Ropolo disagreed. It first recognized the heavy burden it had to overcome in asking the Superior Court to vacate the arbitrator's award. Nonetheless, Ropolo argued—as it had at arbitration—that ABC had not complied with § 7.1.4 of the contract by failing to submit backup documentation, in the form of payrolls or receipts, with its invoices to Ropolo. According to Ropolo, the arbitrator did not find that, under the contract, ABC had submitted sufficient documentation to Ropolo with each application for payment; in fact, the arbitrator did not find that substantiating documentation had been submitted to Ropolo at all. Rather, as Ropolo saw it, the arbitrator simply found “that [ABC's] testimony, * * * taken as a whole, was sufficient and credible as to the fair and reasonable cost of the work”—language Ropolo characterized as sounding in quantum meruit. Ropolo thus maintained that the arbitrator based his award solely on the testimony at arbitration, and not on a finding that ABC had complied with § 7.1.4 before terminating the contract and initiating arbitration.2
ABC countered that, in fact, the arbitrator had based his decision on the applications for payment and the corresponding time sheets, which ABC introduced into evidence at arbitration and which Ropolo had exhaustively examined. ABC conceded that the actual time sheets had not been submitted to Ropolo with the applications for payment during the course of the project.3 Nevertheless, according to ABC, the applications for payment did indeed include summaries of the time spent on the project. Moreover, according to ABC, during the course of the project, Ropolo never once asked for the supporting time sheets; Ropolo simply began selectively paying ABC for some charges and not for others. It was not until ABC terminated the contract for such selective payments that Ropolo complained of a lack of substantiating documentation accompanying each application.

- _Information supplied_
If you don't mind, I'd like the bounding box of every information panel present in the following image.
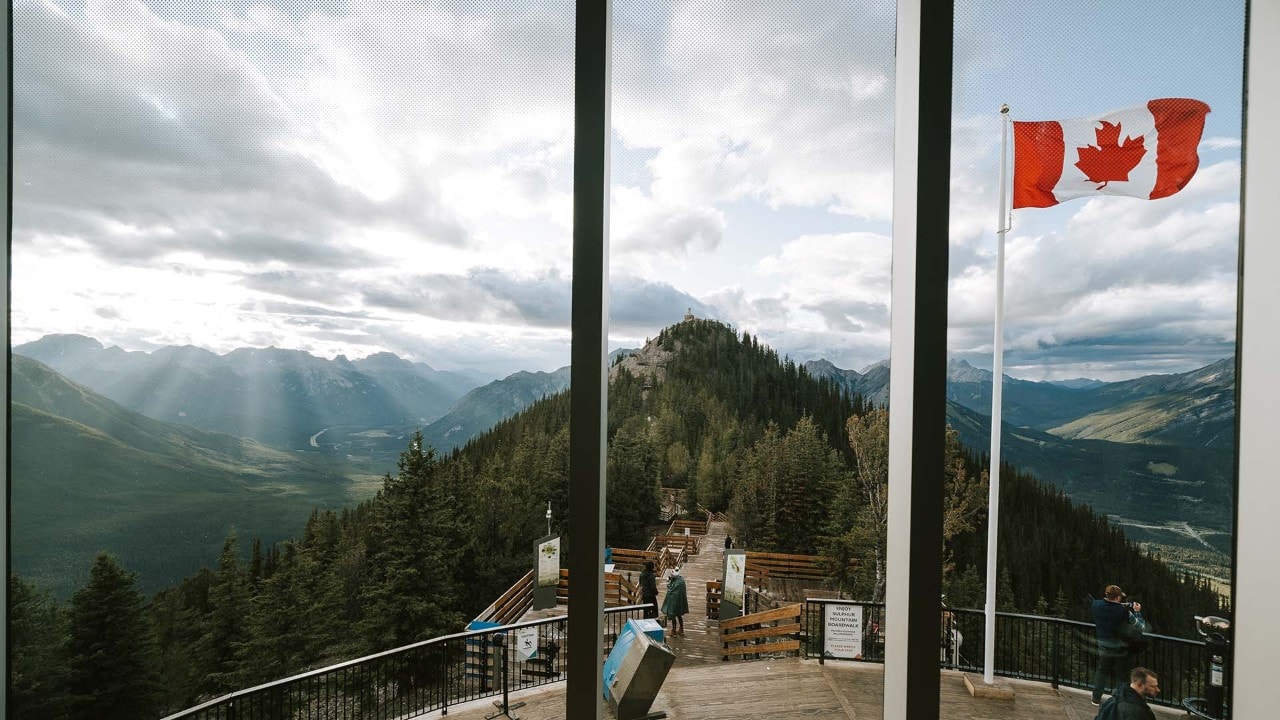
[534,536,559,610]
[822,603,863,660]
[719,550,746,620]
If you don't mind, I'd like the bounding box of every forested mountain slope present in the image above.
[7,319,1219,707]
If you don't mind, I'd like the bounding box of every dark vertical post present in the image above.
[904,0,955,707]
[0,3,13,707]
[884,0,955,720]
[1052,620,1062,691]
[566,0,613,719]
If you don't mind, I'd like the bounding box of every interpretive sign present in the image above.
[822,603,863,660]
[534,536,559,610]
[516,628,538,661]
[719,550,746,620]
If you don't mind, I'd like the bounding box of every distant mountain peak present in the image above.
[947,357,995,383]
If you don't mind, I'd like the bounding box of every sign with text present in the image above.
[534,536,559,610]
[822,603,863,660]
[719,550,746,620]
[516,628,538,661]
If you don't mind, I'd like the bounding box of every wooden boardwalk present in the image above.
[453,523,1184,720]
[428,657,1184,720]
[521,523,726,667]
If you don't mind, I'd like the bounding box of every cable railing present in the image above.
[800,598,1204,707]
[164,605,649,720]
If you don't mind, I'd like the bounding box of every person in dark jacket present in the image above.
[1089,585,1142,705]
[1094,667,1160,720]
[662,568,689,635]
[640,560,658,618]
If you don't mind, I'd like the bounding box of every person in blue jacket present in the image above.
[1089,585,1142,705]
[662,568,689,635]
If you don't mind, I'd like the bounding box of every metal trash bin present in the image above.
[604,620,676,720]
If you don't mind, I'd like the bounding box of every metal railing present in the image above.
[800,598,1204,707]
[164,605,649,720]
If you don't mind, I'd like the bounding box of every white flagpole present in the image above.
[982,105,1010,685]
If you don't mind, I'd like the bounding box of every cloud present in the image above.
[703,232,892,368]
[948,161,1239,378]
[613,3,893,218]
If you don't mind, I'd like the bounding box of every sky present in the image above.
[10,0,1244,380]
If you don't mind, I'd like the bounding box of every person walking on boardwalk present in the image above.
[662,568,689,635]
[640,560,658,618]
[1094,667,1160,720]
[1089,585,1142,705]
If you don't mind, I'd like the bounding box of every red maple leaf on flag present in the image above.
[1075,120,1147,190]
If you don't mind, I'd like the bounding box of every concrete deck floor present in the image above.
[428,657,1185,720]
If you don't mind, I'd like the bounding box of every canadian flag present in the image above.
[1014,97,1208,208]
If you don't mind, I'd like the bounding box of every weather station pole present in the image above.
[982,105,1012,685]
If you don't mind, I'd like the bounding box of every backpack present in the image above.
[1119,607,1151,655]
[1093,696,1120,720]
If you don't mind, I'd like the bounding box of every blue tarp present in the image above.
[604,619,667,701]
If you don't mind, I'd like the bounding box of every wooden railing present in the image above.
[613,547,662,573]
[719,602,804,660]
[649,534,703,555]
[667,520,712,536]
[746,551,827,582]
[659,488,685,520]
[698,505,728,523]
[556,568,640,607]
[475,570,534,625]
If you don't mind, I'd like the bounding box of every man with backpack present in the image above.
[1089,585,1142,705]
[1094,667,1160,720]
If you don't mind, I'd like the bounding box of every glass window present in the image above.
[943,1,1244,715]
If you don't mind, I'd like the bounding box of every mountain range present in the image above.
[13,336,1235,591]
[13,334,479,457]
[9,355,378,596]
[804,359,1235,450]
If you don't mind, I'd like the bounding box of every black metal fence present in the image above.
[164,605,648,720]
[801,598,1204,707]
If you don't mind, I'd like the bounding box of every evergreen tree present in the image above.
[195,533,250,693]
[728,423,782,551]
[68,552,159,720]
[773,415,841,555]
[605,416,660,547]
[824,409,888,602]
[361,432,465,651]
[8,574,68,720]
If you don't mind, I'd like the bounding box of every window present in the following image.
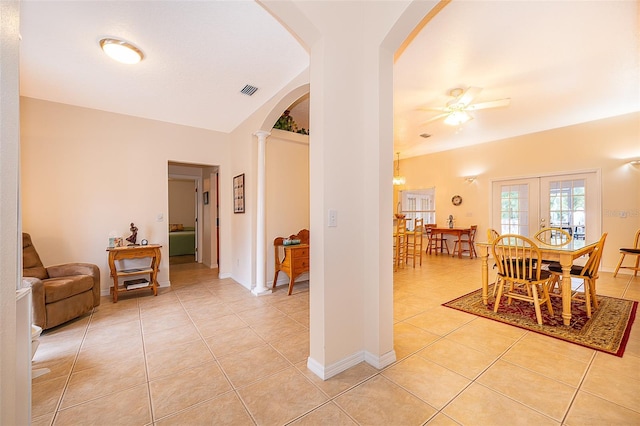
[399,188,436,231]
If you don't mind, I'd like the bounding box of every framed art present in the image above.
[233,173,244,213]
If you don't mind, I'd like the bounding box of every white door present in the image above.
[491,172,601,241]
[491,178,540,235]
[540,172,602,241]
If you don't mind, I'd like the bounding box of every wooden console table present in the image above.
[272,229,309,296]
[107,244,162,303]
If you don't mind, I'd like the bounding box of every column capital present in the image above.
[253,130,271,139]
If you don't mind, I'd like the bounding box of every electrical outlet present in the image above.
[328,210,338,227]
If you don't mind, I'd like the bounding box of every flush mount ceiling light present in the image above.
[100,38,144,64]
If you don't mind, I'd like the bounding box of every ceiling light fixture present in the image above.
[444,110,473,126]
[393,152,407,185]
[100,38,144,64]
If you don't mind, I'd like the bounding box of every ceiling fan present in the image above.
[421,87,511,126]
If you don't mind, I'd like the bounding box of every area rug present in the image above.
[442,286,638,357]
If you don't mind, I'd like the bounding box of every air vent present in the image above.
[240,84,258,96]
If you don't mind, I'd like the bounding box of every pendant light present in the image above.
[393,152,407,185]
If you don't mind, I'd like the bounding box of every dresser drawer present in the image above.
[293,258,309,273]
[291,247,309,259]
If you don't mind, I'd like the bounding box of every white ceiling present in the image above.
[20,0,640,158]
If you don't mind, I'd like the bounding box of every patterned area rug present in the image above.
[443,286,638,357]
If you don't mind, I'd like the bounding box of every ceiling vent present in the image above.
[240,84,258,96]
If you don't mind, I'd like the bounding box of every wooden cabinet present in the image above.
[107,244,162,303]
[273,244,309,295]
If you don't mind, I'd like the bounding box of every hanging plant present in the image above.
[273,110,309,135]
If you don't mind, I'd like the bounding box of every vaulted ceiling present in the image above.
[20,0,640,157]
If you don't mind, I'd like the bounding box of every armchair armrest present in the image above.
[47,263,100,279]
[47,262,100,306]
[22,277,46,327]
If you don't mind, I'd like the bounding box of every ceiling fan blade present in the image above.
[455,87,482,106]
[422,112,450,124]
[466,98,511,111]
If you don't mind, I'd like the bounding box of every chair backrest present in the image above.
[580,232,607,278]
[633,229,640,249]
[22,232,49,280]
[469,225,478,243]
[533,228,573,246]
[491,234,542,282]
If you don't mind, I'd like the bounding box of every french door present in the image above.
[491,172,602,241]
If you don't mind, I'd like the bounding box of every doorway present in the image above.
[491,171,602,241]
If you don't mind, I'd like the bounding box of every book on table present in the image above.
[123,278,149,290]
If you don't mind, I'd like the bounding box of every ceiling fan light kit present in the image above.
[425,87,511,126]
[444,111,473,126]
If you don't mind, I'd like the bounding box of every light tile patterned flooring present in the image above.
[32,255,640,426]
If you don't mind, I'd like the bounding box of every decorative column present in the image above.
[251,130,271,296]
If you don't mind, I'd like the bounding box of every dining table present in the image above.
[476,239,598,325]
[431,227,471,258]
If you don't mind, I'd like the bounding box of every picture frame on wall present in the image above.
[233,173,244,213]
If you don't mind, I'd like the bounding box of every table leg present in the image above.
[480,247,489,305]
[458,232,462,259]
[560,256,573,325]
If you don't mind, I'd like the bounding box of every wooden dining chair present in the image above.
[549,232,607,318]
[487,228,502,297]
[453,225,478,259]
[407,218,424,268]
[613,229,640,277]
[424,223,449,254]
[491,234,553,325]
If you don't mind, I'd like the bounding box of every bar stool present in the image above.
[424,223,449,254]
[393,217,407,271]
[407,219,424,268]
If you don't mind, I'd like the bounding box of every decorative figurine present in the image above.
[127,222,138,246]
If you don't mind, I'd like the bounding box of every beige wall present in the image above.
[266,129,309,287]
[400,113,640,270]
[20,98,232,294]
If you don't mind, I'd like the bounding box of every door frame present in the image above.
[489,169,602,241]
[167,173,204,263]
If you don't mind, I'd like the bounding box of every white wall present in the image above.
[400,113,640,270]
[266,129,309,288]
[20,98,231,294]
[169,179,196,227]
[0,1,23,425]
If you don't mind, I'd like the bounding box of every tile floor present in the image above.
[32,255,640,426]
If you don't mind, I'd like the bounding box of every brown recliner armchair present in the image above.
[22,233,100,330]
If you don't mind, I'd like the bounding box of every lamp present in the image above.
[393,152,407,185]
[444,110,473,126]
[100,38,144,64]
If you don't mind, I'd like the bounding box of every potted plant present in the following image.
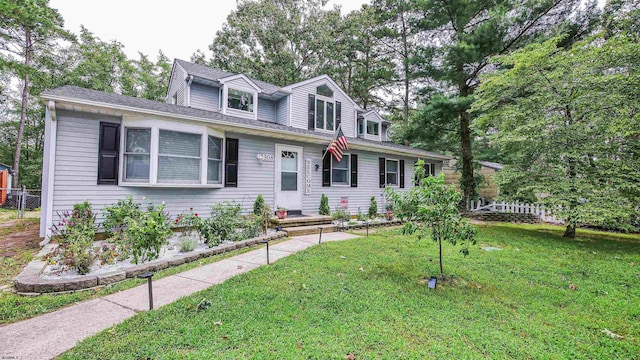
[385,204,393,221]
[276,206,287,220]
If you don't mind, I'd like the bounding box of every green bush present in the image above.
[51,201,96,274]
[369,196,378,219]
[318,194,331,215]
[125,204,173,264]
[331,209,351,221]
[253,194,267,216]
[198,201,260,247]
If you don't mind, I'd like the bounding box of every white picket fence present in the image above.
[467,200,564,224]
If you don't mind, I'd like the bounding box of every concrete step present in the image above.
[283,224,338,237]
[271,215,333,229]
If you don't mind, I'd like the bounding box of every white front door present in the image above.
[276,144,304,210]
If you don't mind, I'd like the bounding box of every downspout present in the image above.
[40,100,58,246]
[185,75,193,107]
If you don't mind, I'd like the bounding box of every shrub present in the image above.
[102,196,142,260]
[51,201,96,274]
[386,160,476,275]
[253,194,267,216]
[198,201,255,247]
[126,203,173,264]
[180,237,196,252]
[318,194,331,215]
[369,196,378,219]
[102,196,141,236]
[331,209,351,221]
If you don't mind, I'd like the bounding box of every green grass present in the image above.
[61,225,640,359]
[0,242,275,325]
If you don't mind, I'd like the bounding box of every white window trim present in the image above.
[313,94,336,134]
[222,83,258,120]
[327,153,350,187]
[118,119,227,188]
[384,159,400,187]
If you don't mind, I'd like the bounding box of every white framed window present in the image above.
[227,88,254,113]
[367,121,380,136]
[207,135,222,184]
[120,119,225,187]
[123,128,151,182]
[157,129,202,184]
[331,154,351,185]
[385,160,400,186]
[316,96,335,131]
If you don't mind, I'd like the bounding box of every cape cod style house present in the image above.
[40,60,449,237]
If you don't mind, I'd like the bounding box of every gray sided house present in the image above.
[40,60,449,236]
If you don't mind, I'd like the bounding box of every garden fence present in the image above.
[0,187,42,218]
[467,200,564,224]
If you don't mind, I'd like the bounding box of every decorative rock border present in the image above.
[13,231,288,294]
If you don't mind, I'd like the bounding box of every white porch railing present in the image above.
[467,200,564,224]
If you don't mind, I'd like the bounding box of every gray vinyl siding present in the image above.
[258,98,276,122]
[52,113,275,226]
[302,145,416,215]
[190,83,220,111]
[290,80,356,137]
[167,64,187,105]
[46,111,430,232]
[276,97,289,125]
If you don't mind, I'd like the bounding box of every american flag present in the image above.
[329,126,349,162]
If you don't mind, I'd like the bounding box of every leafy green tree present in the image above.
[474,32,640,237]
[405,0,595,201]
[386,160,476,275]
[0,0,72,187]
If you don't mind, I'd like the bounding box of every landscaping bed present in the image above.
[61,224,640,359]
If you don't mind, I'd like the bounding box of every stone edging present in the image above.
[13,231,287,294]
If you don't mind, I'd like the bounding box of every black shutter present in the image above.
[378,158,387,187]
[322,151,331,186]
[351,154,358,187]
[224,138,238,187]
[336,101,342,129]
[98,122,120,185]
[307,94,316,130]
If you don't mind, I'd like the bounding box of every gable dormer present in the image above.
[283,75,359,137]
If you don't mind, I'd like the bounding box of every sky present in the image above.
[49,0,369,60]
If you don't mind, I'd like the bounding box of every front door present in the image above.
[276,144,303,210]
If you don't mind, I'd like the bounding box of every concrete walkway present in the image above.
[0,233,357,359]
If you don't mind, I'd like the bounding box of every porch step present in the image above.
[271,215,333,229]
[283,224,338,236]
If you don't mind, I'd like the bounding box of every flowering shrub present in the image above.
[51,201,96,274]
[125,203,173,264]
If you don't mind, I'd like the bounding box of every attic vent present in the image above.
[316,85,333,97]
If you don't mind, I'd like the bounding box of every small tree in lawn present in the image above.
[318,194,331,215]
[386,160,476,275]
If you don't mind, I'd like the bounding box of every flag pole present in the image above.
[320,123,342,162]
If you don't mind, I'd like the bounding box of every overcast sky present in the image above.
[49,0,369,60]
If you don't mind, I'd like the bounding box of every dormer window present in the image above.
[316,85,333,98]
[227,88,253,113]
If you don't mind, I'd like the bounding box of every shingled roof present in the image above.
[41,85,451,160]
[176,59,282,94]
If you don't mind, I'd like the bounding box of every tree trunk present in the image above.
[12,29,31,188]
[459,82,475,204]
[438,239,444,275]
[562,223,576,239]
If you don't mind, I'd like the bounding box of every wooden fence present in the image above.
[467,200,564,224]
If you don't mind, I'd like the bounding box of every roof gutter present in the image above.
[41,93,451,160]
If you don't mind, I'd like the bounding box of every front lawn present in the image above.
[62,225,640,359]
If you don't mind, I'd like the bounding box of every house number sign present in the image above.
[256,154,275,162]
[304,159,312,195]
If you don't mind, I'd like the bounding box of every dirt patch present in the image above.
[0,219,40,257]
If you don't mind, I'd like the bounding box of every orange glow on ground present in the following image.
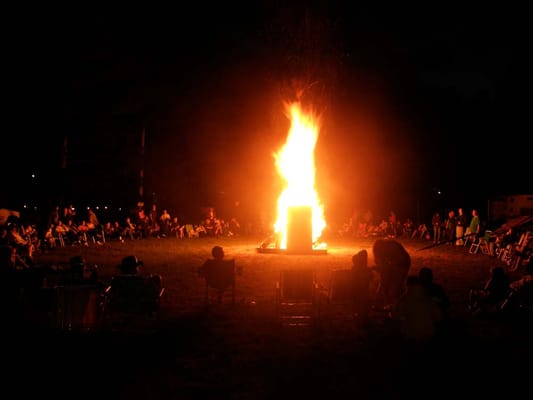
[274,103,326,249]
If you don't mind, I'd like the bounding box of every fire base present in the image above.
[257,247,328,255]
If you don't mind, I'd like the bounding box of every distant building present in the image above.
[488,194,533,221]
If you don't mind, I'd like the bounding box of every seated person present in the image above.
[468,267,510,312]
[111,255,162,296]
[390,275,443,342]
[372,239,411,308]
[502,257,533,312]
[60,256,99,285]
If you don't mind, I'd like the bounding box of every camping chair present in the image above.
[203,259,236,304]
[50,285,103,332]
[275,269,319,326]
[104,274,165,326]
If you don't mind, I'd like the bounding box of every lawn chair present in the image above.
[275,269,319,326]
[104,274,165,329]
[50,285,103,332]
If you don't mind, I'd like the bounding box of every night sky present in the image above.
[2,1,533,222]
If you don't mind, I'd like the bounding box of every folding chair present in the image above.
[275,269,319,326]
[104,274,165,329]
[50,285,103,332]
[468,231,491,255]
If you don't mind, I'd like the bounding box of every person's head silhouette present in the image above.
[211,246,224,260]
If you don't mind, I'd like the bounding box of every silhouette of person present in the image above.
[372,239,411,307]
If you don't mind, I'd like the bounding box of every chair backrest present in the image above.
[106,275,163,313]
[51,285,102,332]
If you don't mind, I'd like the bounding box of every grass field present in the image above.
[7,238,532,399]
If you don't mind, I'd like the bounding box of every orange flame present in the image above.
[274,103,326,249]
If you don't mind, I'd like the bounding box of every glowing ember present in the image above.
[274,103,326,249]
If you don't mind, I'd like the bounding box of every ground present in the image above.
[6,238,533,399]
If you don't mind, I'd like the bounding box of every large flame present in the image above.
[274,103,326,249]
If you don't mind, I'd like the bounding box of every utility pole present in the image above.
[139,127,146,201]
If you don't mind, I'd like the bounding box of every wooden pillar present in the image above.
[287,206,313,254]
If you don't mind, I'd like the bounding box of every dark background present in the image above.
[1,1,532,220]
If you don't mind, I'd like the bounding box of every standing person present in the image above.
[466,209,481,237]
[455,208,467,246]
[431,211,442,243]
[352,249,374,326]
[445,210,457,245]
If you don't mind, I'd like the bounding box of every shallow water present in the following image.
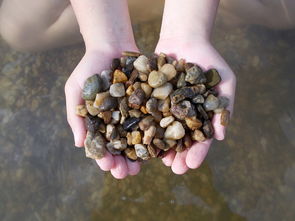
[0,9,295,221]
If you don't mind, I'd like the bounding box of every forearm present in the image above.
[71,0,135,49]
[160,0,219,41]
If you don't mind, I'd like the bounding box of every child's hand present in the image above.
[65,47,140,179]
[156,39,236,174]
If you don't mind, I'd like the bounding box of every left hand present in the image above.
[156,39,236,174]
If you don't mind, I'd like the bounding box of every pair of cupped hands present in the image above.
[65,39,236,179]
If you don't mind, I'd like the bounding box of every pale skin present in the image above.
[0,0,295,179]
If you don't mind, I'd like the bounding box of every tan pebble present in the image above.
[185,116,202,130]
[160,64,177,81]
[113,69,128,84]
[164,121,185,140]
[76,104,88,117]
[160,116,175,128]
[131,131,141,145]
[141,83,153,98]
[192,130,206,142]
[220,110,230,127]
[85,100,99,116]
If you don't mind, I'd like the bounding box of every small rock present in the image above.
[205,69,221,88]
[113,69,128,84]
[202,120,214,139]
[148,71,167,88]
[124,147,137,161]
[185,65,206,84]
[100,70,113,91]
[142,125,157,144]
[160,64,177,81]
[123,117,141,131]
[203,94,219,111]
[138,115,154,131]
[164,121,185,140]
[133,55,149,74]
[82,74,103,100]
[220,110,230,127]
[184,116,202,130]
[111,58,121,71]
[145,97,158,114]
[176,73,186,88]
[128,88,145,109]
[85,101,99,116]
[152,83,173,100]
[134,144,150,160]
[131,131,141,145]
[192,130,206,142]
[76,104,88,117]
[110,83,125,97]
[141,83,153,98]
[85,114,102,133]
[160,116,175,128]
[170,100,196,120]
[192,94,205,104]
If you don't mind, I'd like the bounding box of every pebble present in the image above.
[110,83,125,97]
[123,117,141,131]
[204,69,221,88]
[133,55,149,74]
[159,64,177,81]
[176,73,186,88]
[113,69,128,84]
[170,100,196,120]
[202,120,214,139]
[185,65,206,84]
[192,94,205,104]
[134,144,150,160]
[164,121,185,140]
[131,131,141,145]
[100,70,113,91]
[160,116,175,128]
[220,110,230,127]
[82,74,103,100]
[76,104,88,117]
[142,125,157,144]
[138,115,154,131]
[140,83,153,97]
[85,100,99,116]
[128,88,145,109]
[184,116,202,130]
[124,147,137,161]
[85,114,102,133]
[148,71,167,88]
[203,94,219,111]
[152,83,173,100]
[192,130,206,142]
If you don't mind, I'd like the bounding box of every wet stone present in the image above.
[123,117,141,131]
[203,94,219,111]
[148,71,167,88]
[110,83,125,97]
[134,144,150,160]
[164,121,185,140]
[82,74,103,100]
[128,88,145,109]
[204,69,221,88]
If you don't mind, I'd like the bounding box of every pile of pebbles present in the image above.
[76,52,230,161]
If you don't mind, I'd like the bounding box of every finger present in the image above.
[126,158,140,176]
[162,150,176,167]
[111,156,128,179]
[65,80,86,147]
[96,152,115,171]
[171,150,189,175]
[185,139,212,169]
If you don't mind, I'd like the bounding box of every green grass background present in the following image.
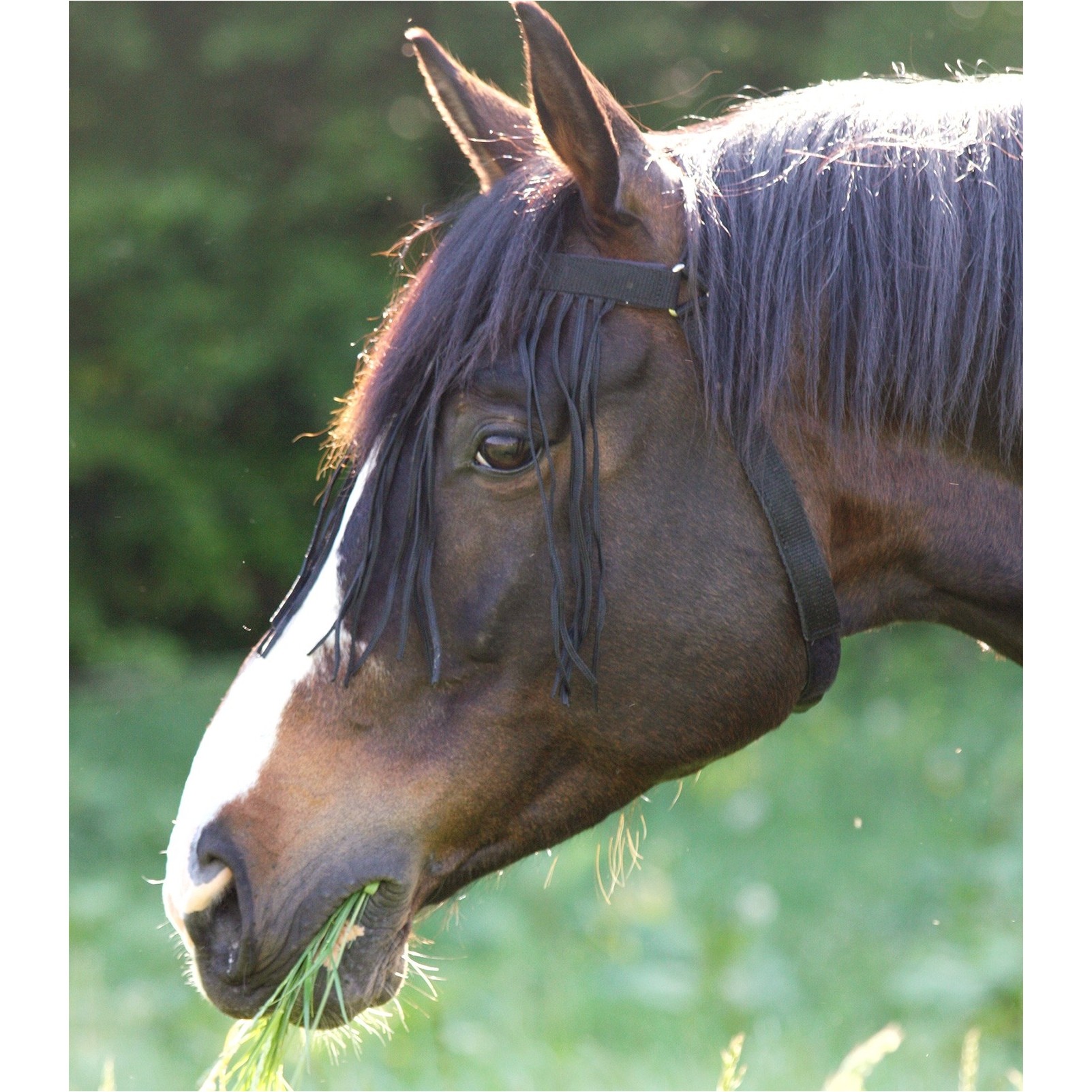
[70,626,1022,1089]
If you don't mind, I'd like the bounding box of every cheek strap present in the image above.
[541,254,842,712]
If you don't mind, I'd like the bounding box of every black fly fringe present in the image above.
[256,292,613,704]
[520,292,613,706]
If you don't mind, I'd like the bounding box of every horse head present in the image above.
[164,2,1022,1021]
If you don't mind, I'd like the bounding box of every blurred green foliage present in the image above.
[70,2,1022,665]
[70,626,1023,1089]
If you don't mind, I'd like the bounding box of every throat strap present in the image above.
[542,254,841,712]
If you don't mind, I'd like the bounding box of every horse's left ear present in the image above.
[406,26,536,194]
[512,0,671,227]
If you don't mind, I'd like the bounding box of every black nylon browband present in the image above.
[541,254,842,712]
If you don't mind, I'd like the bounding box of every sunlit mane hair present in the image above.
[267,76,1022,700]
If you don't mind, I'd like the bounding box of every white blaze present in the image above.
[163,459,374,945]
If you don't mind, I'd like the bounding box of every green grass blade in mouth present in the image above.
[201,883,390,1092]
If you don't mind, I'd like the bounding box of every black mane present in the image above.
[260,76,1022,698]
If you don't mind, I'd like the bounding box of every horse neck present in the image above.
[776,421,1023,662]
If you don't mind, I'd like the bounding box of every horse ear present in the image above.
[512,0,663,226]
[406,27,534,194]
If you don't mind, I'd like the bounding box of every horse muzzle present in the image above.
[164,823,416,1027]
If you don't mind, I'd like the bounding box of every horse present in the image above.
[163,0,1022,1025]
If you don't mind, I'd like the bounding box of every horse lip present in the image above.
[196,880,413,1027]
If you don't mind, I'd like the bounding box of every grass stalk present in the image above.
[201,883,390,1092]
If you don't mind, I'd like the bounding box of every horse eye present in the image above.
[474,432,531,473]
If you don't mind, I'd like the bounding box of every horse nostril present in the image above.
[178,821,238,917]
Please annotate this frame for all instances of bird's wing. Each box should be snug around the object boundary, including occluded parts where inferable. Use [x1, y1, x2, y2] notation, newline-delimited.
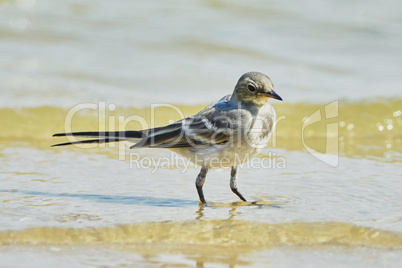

- _Set problem_
In the passage about the arbitration dispute, which section of the contract did Ropolo argue ABC had not complied with?

- _Solution_
§ 7.1.4